◆ REQUEST 1
Reproduce the column on Eugene Scalia's nomination word for word, from "Bush has nominated" to "advocate for workers.".
◆ REQUEST 2
Pick out every line in the listing below that contains the string "reflection", treating uppercase and lowercase as different, and copy those lines.

◆ PASSAGE
BACK TO POLITICS AS USUAL
BY JULIANNE MALVEAUX
I wish I had Ari Fleishman’s speechwriter. The White House spokesman was a
fountain of alliteration in a press conference where he pushed the Senate to
act on some of the 157 administration nominations that are awaiting
confirmation. This is about “people, not partisanship,” Fleishman said,
“progress, not payback”. Actually, from where I sit it is about sounding
good and saying nothing. The White House is especially incensed that Eugene
Scalia, a conservative labor attorney and son of US Supreme Court Justice
Antonin Scalia hasn’t been confirmed and, according to Senate Majority Leader
Tom Daschle, isn’t likely to be.
Bush has nominated Scalia to be Solicitor General at the US Department
of Labor, but it is a bad joke to place this anti-labor lawyer in the third
most important job at Labor, and to expect him to be an advocate for workers.
Indeed, Mr. Scalia has been a vocal opponent of President Clinton’s efforts
to address repetitive motion injuries. Democrats and union leaders say that
if Scalia goes to the Labor Department, he could undermine a whole range of
worker protections. Indeed, because the Solicitor General has a role in
every policy decision of the labor department, along with every legislative,
regulator and enforcement initiative of the department, Scalia can harm
workers simply by deciding to ignore certain policies. “Scalia’s extreme
views make clear that he does not believe in enforcement of the nation’s job
safety and health laws,” said Edwin D. Hill, president of the International
Brotherhood of Electrical Workers. “That makes him totally unsuitable for the
job—and we intend to make that clear to every senator.” Granted, Mr. Scalia’s
philosophy is consistent with Mr. Bush’s, but with workers under attack right
now, it seems a special insult to place such an anti-worker lawyer in the
chief legal role at the Labor Department.

◆ DATASET ENTRIES
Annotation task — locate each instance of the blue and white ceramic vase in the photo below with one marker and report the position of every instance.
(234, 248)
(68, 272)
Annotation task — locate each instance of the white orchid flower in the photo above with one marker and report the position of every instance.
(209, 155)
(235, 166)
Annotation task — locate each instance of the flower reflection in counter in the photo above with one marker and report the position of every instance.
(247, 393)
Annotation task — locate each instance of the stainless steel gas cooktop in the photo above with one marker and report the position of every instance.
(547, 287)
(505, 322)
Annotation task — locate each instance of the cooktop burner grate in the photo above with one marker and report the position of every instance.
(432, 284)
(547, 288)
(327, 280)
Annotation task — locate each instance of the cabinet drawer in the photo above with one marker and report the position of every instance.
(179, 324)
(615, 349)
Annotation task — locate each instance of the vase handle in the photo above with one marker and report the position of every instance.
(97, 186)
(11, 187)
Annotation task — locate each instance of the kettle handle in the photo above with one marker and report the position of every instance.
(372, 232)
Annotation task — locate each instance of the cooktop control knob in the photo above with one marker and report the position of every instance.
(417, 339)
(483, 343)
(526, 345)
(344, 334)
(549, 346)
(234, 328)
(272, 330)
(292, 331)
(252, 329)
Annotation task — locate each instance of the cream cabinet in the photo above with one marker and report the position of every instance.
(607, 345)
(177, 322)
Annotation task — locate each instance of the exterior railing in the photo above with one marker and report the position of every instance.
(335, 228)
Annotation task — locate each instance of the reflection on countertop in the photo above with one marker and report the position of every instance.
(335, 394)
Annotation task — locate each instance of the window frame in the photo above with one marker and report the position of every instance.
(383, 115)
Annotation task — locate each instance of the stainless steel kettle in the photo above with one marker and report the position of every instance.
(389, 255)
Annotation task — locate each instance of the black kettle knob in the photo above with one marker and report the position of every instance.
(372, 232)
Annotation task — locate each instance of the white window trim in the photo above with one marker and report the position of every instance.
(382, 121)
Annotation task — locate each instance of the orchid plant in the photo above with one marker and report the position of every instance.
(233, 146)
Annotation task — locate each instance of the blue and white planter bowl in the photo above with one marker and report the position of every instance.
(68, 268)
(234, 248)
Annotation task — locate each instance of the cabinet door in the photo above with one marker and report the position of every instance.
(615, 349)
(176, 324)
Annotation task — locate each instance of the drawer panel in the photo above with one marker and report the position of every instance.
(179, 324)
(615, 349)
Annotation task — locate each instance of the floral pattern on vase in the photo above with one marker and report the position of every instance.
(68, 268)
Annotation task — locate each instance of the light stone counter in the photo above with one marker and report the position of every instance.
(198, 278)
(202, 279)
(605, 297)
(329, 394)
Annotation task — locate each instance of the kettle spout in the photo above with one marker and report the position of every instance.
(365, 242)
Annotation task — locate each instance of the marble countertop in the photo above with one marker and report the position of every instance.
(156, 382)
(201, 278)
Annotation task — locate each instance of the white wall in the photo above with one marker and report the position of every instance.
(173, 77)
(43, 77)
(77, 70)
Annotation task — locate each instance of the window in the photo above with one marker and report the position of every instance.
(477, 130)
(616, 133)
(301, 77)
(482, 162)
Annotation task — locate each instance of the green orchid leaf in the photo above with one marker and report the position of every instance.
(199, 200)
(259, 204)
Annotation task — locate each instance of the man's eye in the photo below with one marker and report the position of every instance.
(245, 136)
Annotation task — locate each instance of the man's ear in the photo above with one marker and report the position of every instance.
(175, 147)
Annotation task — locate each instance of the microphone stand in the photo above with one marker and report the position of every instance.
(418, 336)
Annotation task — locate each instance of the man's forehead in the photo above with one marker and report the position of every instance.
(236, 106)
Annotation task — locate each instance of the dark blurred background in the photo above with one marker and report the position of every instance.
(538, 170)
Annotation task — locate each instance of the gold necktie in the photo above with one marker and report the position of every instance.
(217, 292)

◆ CORRECT RESULT 1
Bush has nominated Scalia to be Solicitor General at the US Department
of Labor, but it is a bad joke to place this anti-labor lawyer in the third
most important job at Labor, and to expect him to be an advocate for workers.

◆ CORRECT RESULT 2
Annotation task — locate each instance of the flower reflection in counter in the photo above with one marker and report the position of every instance.
Annotation task — locate each instance of the reflection on countertop in the photo above with one marker and report the position of every instance.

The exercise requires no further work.